● **Text section**:
Whose fault was the war? There is enough blame for all to share: When leaders confidently ordered their armies to mobilize, neither side foresaw just how catastrophic the carnage would be. After it was over, the victorious Allies of course blamed Germany, exacting big reparations in the Versailles peace settlement. Then from the 1930s onward, revulsion at the war’s vast toll led both historians and popular culture to pin responsibility on the Allies as well. Archival finds by the German scholar Fritz Fischer in the 1960s, however, led him to fault German expansionism. In recent years, the pendulum has swung in some new directions. David Fromkin’s “Europe’s Last Summer” focuses on Austria-­Hungary’s role (its artillery and Danube gunboats did, after all, fire the war’s first shots); Christopher Clark’s widely praised “The Sleepwalkers” puts considerable onus on Serbia as a rogue state with irredentist dreams; and Niall Ferguson’s “The Pity of War” provocatively blames Britain for entering the conflict, even though it had not been attacked, and thereby turning a Continental war into a worldwide one. (Audio is not a good way to take in Ferguson’s book, however, because of its many charts and graphs.)
Now Sean McMeekin’s “July 1914” points a finger at Russia and its waffling czar, its ambition to control the Bosporus, and its generals who wanted to avenge their humiliating defeat by Japan in 1905. Concentrating on the period before the actual fighting, McMeekin lacks some of the color — and horror — of Hastings and Tuchman. The audio narration by Steve Coulter is matter-of-fact and bereft of theatrics, but perhaps that is suitable for a book primarily about diplomatic maneuvering.

● **Recorded information**:
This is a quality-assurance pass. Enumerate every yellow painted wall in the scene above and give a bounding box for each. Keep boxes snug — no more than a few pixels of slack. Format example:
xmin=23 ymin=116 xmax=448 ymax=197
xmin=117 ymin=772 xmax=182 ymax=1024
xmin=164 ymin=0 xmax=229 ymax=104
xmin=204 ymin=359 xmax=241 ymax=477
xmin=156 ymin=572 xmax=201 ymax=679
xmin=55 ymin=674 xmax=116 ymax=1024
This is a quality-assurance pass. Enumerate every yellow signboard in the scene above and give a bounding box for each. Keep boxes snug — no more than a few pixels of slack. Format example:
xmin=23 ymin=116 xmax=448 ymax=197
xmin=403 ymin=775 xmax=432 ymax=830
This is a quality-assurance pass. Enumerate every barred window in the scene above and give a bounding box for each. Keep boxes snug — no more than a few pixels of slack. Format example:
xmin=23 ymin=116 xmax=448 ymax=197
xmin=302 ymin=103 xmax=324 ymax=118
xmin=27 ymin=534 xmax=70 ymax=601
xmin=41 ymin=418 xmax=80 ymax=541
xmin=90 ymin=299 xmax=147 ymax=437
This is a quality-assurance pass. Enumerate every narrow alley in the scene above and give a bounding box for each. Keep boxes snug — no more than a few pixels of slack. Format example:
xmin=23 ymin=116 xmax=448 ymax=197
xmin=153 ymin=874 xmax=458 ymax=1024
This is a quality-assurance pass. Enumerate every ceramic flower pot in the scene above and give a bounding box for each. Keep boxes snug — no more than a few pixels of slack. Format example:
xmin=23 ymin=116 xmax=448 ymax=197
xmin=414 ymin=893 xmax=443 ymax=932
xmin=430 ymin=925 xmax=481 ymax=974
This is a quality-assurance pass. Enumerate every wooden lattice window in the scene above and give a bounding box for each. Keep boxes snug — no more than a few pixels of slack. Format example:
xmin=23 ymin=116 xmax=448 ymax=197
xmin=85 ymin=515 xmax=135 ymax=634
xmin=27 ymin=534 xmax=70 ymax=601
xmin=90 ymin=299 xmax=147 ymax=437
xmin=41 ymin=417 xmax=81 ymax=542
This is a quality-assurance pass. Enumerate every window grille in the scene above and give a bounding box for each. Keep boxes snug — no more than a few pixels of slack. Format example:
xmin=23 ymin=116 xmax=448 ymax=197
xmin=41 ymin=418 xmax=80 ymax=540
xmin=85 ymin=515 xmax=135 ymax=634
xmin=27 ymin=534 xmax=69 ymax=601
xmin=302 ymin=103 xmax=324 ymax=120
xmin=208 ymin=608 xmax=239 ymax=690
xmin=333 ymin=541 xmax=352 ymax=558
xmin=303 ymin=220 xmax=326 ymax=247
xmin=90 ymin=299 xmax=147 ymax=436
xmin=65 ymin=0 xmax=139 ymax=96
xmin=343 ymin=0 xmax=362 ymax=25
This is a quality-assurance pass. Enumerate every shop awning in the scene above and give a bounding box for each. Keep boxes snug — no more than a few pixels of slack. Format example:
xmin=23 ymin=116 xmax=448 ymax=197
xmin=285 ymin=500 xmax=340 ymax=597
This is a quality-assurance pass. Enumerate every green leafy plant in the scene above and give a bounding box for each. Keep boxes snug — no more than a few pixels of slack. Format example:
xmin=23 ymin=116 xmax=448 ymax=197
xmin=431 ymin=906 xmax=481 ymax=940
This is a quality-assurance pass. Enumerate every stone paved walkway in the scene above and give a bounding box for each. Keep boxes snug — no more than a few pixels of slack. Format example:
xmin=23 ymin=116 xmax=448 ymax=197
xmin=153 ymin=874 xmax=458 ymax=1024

● **Problem**:
Answer these questions from the text on who was to blame for the war:
(a) Whose archival finds in the 1960s led him to fault German expansionism?
(b) Which country does "The Sleepwalkers" put considerable onus on?
(c) Who narrates the audio version of "July 1914"?

● **Answer to this exercise**:
(a) Fritz Fischer
(b) Serbia
(c) Steve Coulter